# The task
Which lines run from the line with "Note: one point per instance of the windshield" to the end of the entries? Write out exactly those, leaving out the pictures.

Dataset excerpt:
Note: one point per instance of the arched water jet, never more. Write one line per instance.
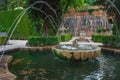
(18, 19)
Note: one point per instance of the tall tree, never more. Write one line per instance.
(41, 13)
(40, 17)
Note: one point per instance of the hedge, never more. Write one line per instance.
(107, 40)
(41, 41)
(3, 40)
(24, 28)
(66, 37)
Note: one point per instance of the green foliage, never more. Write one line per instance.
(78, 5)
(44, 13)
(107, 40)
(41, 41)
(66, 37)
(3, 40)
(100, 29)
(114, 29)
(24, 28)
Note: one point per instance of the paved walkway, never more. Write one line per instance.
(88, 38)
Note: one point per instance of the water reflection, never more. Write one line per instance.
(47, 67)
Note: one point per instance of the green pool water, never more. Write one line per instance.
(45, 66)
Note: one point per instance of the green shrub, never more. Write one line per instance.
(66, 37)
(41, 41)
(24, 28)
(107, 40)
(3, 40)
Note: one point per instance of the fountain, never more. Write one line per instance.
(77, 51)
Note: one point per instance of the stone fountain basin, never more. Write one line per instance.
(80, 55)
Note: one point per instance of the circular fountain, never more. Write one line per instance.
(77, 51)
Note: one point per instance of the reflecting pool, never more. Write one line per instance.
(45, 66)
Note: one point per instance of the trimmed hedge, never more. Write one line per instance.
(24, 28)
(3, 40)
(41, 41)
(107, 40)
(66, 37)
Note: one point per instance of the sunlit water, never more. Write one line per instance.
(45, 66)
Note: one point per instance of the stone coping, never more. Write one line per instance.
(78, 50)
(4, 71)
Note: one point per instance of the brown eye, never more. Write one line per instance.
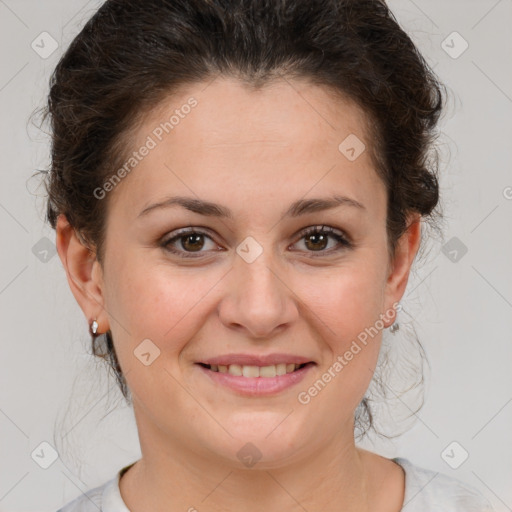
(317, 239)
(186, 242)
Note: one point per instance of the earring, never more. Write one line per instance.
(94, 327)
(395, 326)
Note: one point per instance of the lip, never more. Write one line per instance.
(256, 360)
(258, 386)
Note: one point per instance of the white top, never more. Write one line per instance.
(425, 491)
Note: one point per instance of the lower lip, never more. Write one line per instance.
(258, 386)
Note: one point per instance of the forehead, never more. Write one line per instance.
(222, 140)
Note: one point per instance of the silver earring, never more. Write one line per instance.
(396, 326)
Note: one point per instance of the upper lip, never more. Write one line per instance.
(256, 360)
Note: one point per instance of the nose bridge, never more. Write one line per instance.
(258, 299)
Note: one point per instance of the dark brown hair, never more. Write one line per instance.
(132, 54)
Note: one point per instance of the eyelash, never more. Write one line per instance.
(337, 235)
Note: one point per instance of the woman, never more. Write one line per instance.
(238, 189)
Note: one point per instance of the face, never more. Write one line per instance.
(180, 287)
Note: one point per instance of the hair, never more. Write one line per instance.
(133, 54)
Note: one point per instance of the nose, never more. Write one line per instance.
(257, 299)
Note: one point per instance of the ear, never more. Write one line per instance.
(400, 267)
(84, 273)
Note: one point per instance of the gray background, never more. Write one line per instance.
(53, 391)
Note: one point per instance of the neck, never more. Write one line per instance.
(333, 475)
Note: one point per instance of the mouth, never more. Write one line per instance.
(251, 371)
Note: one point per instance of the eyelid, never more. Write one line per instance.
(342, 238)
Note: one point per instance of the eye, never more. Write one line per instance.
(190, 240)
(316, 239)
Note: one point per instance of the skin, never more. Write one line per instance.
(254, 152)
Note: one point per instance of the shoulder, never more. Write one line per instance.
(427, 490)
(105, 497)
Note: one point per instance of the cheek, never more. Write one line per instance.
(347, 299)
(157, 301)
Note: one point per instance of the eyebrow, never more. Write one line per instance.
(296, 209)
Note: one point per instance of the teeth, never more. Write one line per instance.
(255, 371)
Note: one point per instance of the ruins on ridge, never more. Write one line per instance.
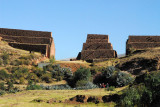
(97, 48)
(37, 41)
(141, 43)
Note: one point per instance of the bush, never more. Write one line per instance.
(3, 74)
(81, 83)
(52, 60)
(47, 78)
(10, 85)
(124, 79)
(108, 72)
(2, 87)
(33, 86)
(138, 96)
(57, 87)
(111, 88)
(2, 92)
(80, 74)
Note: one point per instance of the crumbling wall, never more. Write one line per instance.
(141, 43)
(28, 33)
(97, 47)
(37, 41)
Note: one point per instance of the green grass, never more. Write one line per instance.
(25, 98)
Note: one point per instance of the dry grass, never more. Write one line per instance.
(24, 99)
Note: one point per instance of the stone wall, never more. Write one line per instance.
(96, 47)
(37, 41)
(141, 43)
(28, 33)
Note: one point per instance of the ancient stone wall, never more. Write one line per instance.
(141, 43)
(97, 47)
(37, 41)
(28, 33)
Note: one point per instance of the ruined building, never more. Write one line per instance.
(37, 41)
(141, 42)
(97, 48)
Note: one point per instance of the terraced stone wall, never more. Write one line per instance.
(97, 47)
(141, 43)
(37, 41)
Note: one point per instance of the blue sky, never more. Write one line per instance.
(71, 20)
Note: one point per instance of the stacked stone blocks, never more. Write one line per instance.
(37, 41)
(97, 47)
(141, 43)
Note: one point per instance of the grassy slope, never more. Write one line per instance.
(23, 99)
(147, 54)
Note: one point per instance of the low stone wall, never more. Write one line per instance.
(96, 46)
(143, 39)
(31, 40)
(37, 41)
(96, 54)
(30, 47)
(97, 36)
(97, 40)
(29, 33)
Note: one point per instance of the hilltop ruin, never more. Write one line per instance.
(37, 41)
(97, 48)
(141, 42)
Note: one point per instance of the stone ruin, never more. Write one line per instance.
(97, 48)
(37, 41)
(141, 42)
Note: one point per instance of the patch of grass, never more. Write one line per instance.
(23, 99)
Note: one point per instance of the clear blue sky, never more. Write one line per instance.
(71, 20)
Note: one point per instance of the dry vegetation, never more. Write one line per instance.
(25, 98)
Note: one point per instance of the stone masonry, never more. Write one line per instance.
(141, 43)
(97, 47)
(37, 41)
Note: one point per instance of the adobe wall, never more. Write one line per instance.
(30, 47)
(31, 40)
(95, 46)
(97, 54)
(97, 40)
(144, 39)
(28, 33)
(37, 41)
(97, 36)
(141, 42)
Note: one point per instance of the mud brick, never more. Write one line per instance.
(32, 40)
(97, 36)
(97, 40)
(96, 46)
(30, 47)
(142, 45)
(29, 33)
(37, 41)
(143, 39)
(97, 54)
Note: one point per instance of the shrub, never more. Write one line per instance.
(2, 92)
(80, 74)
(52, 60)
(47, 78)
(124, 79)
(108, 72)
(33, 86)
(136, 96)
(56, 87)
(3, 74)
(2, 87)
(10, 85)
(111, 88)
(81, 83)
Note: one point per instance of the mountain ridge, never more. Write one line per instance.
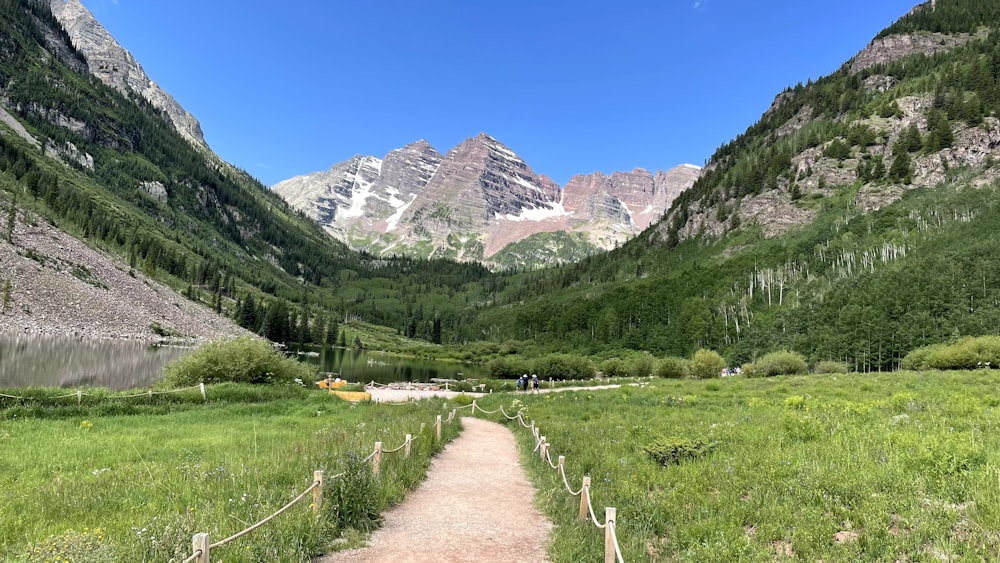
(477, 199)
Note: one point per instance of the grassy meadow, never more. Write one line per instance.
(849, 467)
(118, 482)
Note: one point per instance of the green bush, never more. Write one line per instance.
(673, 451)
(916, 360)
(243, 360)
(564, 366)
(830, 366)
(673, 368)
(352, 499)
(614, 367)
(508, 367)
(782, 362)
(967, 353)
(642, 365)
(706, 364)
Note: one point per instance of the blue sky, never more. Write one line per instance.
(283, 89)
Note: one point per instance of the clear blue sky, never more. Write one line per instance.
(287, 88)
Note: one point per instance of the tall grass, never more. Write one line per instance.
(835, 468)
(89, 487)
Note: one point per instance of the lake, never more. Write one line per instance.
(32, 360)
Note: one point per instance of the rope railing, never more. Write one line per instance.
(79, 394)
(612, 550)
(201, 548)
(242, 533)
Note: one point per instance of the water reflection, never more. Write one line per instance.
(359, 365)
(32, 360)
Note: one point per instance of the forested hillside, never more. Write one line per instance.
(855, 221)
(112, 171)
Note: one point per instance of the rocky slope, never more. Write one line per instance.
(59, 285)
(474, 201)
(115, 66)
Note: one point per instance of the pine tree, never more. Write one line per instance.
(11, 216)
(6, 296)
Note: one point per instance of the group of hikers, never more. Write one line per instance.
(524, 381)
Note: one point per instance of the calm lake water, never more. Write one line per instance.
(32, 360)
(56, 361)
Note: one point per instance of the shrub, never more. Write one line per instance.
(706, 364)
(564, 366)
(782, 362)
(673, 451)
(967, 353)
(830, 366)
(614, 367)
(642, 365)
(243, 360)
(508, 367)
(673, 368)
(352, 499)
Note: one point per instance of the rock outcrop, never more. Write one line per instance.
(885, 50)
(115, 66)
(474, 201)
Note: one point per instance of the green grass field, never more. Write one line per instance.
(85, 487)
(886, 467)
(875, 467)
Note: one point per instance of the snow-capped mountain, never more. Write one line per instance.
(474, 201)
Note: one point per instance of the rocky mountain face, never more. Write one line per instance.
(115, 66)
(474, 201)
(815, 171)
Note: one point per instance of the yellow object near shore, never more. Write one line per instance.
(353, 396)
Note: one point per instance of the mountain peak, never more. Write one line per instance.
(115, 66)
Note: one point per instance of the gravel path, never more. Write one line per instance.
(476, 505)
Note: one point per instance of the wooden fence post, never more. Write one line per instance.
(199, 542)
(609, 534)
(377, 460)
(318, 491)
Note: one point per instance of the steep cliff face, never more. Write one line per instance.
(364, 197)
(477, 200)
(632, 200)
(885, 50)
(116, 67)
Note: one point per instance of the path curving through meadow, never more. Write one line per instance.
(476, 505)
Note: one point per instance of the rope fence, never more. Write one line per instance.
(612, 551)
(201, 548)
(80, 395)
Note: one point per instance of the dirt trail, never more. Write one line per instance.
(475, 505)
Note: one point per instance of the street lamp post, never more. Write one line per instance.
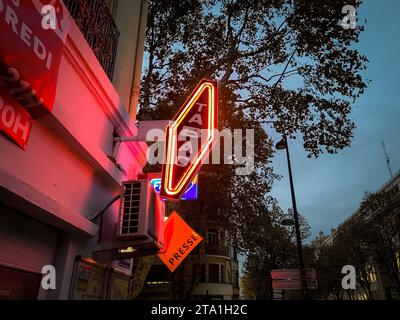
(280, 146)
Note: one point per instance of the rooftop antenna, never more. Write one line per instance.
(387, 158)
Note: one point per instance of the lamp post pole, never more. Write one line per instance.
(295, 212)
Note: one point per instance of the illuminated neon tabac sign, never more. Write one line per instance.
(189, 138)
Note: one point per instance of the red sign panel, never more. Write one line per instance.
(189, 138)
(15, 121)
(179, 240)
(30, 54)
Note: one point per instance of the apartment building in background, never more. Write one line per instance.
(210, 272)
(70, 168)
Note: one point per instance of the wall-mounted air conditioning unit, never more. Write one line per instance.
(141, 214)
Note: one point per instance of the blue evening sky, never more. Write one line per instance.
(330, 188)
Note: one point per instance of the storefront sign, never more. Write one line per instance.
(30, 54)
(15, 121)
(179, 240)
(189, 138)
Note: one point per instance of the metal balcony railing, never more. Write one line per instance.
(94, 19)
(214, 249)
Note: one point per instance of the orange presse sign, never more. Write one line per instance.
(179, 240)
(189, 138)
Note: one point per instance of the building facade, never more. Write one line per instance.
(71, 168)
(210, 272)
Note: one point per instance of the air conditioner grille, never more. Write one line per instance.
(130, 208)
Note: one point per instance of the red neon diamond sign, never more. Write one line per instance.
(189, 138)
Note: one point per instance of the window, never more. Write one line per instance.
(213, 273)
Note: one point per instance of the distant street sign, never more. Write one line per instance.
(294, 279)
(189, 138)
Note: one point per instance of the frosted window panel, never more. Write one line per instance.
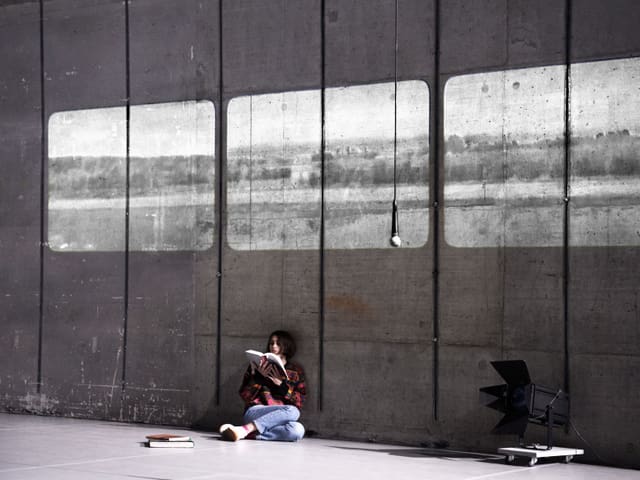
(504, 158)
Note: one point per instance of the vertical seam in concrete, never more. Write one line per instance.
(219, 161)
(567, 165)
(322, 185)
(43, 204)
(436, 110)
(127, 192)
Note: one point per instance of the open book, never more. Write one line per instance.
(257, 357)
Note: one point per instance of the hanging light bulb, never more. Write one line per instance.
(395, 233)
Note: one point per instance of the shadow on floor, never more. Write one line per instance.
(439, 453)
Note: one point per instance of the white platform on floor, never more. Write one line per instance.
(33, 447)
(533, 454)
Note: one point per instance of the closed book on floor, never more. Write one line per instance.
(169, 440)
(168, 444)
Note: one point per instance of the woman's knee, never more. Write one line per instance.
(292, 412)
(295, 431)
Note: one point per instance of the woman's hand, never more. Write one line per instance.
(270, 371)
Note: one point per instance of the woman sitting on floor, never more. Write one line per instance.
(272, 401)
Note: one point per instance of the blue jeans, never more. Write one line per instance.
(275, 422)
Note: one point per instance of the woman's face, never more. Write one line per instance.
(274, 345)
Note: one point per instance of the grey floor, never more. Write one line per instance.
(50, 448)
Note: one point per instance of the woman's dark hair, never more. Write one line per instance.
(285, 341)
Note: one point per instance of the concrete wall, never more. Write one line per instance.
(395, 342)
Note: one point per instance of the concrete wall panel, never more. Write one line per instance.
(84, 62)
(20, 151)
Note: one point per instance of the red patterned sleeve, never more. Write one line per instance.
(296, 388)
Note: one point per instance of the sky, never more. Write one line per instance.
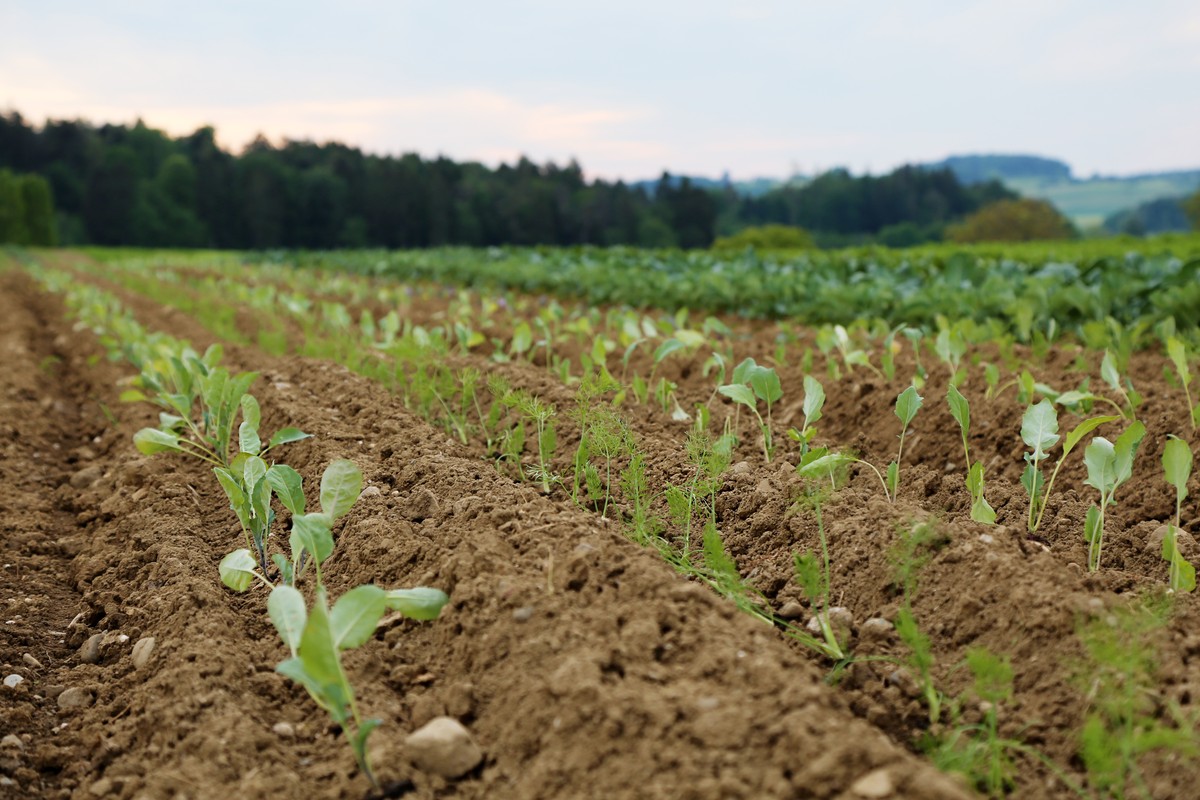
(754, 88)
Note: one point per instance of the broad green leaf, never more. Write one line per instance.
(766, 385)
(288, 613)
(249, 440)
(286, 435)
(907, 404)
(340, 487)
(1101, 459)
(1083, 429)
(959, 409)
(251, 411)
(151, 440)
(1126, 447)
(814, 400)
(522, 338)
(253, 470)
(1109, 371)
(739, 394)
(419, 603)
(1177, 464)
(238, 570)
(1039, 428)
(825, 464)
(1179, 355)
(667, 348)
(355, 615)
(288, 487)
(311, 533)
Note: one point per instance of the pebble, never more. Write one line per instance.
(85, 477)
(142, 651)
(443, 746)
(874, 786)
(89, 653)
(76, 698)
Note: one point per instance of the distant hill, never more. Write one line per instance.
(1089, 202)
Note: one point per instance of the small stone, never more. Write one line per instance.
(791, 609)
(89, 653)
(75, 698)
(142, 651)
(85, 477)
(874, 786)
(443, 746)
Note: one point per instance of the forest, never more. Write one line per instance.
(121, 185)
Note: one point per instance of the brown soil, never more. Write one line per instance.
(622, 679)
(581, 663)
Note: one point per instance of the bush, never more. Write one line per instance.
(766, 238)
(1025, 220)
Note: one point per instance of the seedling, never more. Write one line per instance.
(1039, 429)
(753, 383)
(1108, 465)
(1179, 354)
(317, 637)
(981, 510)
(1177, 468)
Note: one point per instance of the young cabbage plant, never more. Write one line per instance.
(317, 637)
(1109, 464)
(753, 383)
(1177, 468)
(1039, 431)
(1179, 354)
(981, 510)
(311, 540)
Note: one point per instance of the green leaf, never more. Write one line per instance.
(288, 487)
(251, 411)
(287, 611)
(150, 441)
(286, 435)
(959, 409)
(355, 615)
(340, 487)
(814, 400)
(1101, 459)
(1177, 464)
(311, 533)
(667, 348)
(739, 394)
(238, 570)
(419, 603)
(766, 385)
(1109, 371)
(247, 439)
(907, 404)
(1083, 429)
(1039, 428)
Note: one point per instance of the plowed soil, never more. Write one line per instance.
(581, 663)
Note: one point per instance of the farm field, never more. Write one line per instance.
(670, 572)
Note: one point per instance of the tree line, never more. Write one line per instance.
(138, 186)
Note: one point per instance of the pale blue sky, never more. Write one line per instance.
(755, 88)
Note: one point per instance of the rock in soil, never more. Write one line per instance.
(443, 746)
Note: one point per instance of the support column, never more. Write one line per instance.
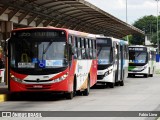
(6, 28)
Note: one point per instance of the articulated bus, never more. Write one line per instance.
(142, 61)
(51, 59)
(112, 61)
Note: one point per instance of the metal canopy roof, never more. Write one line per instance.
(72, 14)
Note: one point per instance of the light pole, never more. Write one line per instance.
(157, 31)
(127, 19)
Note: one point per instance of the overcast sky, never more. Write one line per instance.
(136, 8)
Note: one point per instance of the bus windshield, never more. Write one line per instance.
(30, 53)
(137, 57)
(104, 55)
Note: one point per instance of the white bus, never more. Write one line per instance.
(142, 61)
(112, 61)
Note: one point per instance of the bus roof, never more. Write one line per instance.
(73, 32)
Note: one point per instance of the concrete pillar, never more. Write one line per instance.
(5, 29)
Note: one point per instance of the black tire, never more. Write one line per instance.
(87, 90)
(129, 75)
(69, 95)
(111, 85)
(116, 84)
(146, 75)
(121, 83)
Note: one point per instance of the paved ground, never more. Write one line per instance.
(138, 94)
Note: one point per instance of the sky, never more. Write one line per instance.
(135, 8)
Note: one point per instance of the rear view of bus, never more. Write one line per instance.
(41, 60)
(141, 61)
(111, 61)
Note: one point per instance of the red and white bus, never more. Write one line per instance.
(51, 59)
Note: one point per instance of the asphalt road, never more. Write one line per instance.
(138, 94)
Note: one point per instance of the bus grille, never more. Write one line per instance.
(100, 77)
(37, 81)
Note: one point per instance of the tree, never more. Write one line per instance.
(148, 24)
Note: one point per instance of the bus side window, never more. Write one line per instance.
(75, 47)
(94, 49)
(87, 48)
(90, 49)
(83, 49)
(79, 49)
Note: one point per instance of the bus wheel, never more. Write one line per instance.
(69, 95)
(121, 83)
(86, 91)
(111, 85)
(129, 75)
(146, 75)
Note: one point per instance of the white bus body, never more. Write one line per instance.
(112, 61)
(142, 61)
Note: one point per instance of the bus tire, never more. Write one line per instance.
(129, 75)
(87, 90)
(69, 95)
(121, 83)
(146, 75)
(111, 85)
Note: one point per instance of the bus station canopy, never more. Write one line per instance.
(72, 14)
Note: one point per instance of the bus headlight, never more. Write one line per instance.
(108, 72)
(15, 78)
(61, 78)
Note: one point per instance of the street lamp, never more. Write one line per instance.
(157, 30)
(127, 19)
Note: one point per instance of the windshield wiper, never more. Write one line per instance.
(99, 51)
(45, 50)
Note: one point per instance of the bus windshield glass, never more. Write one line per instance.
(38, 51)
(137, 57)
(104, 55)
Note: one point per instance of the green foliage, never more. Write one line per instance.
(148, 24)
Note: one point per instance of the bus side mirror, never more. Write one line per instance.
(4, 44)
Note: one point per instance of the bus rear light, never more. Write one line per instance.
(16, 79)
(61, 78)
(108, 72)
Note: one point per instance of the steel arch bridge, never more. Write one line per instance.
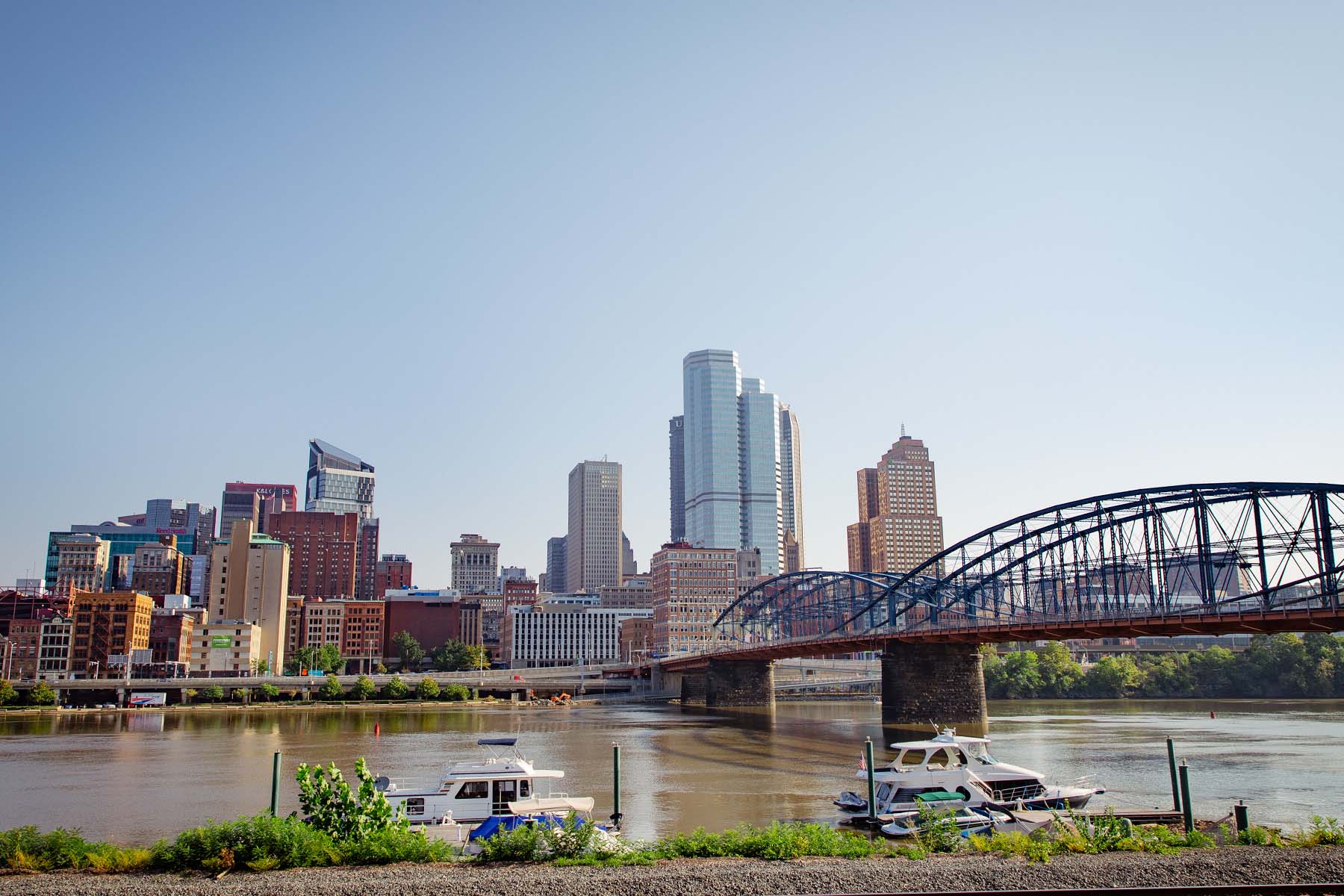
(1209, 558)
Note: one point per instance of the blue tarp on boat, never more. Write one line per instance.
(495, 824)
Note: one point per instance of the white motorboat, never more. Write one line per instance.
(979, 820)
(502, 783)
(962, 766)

# Exercise result
Note: one point per instance of the windshield wiper, never more. Write one line per instance.
(99, 51)
(45, 50)
Note: one point per instance of the bus windshield glass, never more. Write one line per instance.
(38, 51)
(137, 57)
(104, 55)
Note: one point per instance of the green foliage, never more. Write one line per instance.
(148, 24)
Note: one point per instance of the bus side mirror, never more. Write one line per instance.
(4, 44)
Note: one point per instance of the bus rear light, never more. Write one line per instance.
(16, 79)
(61, 78)
(108, 72)
Note: one point per instance of the steel arch bridge, never more. Write one line per instance.
(1209, 558)
Note: one point per instance of the blue tarp on boat, never more. Write one line per instance.
(495, 824)
Note: one point per instance of the white motorboat, never more. Write one line per instance.
(979, 820)
(502, 783)
(962, 766)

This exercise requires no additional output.